Excerpt from a dataset:
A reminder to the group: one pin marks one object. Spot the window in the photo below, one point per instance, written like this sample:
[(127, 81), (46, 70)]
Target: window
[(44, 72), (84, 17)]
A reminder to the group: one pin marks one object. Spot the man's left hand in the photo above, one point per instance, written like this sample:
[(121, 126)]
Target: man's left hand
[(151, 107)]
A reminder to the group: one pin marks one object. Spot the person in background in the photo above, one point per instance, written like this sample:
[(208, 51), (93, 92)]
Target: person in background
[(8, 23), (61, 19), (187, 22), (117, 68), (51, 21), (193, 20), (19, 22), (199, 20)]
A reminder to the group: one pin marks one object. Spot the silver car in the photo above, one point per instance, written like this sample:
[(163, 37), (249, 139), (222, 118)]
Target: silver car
* * *
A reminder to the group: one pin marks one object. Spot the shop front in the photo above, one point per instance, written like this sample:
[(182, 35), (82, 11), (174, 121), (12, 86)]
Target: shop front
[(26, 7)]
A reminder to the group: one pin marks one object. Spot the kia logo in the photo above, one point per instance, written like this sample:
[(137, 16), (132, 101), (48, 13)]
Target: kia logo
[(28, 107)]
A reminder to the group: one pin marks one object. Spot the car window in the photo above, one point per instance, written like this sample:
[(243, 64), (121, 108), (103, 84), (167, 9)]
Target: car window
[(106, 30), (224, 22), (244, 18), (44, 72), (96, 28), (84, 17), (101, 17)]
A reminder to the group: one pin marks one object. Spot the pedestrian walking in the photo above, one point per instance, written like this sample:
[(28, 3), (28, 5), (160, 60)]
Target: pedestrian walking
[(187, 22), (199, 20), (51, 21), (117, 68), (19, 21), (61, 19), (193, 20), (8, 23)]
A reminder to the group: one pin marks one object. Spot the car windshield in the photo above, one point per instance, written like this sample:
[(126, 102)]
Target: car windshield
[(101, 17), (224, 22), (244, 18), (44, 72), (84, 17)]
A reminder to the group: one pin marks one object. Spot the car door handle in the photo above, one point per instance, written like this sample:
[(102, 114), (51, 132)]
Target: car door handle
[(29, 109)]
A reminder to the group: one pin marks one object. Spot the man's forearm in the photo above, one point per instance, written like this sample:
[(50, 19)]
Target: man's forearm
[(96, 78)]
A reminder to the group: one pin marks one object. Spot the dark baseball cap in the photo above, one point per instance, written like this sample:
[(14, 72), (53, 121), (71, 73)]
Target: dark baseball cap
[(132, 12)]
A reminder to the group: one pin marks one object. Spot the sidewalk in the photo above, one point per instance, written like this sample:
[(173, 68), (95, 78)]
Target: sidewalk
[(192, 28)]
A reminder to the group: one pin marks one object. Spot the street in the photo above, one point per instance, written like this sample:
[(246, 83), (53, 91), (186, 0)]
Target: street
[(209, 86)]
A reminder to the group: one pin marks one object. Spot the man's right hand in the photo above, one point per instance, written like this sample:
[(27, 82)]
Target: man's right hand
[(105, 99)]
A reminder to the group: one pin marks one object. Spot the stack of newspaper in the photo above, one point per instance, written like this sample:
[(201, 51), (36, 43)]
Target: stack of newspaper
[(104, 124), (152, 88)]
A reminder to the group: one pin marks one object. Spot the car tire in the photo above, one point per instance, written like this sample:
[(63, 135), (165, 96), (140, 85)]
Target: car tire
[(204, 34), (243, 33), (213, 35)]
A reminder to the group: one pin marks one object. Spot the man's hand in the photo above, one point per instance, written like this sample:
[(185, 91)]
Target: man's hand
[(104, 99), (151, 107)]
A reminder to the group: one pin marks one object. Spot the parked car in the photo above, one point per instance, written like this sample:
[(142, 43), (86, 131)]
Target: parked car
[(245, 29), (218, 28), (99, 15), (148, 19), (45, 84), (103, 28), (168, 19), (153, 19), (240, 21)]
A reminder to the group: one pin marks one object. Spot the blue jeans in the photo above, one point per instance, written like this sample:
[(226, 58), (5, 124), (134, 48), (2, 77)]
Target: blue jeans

INSTRUCTION >>
Can you reproduce the material verbatim, from the line containing "the car windshield" up to and including the line containing "[(204, 34), (243, 33), (213, 35)]"?

FINISHED TASK >>
A reminder to the group: one pin marks one object. Spot the car windshield in the photo above, one point per instance, written like this sample:
[(126, 102)]
Target: car windshield
[(101, 17), (224, 22), (244, 18), (44, 72), (84, 17)]
A reminder to the group: one pin marks one object. Spot the car door handle in the photo above, one point per instance, written like this sample:
[(102, 114), (51, 132)]
Target: car door handle
[(29, 109)]
A reminder to the group: one pin marks one object. Spot the man's forearm in the photo above, one point per instance, written like this sample:
[(50, 19)]
Target: man's forearm
[(96, 78)]
A reminder to the group: one pin marks one object. Spot the dark baseball cap in the photo above, one point per instance, written like this sample:
[(14, 72), (53, 121), (71, 73)]
Target: dark baseball cap
[(132, 12)]
A reminder to the group: one pin marks one object. Spot the sidewalk in the photo above, one point per instance, written like this sample:
[(173, 68), (95, 78)]
Target: sidewalk
[(192, 28)]
A reminder to the group: one pin marks one object. Spot the street in the photo above, one point per instance, written like this sample:
[(246, 83), (53, 91), (186, 0)]
Target: street
[(209, 86)]
A reminder to the group: one pin marks one object. Spot the man's right hand in the photo above, one point per instance, written like this sample:
[(27, 82)]
Target: man's right hand
[(105, 99)]
A reminder to the group: one pin marks one object. Spot the stack of newspaper in the photo above, one point per instance, written like this sample:
[(201, 51), (36, 43)]
Target: stack of newspaper
[(104, 124), (152, 88)]
A reminder to the group: one pin marks one object. Spot the car tire in the photo above, one point per instance, written like this sample:
[(63, 135), (165, 96), (140, 85)]
Target: car tire
[(204, 34), (243, 33), (213, 35)]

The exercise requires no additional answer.